**PROBLEM TO WORK ON**
Copy out every line of the data below that contains the word "cloud".

^^^^^^^^

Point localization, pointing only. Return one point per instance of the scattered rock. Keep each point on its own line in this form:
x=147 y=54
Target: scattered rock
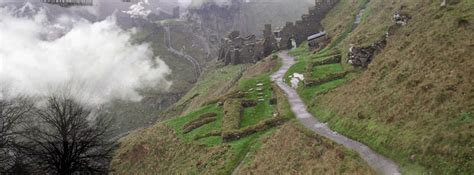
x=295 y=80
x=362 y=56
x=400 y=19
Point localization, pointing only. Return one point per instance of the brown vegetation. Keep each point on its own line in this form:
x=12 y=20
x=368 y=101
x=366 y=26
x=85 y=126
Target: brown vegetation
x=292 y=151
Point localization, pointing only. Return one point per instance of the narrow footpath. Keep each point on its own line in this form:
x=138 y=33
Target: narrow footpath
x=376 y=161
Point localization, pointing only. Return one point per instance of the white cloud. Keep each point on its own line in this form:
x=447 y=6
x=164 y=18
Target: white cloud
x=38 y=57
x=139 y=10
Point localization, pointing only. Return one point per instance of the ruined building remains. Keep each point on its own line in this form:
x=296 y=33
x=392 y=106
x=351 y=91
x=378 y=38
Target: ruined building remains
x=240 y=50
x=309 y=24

^^^^^^^^

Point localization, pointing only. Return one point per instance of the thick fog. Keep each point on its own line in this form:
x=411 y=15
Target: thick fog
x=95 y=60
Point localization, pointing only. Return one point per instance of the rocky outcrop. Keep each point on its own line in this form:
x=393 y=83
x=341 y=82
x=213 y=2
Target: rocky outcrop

^^^^^^^^

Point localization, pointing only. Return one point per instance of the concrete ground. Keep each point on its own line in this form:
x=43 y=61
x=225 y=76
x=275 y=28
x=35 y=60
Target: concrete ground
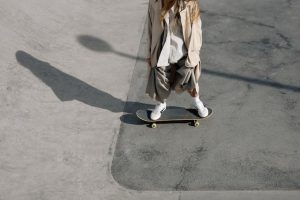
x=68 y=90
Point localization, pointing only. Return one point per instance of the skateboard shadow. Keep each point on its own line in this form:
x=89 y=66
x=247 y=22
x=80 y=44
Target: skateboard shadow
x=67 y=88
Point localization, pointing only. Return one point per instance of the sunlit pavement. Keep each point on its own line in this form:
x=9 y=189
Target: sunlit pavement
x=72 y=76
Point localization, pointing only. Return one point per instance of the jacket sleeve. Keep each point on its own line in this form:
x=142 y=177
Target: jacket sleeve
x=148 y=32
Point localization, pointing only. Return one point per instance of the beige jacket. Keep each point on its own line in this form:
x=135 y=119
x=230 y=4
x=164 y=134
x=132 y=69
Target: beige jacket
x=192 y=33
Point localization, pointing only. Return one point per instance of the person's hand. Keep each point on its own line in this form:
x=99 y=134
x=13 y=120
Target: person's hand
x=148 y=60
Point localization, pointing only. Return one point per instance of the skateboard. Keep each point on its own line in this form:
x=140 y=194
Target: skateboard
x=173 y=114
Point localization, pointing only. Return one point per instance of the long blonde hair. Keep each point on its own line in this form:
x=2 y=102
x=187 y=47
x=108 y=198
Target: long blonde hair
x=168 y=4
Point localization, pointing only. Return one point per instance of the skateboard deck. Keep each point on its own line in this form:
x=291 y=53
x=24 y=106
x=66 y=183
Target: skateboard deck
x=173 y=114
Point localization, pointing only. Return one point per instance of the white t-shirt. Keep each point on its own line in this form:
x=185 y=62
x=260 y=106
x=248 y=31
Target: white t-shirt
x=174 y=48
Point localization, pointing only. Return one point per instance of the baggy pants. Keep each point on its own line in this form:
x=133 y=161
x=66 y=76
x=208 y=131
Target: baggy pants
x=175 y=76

^^^^^^^^

**RIGHT ANSWER**
Point localization, pointing only. Return one point per instance of the white cloud. Keep each point on its own line in this form:
Target: white cloud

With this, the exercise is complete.